[Start]

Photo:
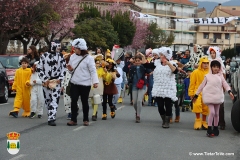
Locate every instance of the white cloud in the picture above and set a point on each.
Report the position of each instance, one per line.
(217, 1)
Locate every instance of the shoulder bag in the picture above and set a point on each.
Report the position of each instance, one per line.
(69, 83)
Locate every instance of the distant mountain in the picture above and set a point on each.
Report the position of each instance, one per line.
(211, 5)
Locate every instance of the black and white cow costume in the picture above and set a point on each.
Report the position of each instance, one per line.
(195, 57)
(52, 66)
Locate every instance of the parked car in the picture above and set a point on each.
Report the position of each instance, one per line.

[End]
[Start]

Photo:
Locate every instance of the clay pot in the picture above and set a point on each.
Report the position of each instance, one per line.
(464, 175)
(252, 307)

[End]
[Start]

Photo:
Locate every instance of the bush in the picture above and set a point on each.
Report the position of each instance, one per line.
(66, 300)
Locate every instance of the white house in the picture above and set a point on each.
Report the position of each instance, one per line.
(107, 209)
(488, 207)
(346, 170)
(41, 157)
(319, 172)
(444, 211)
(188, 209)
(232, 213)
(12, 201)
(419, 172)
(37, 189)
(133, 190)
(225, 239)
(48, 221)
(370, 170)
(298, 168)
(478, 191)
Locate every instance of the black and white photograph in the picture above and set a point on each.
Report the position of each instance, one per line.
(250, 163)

[End]

:: What the task asks ::
Count the lines of the preceding data that contain the string "above", with case taken into account. Reply with the number alone.

:: Result ::
9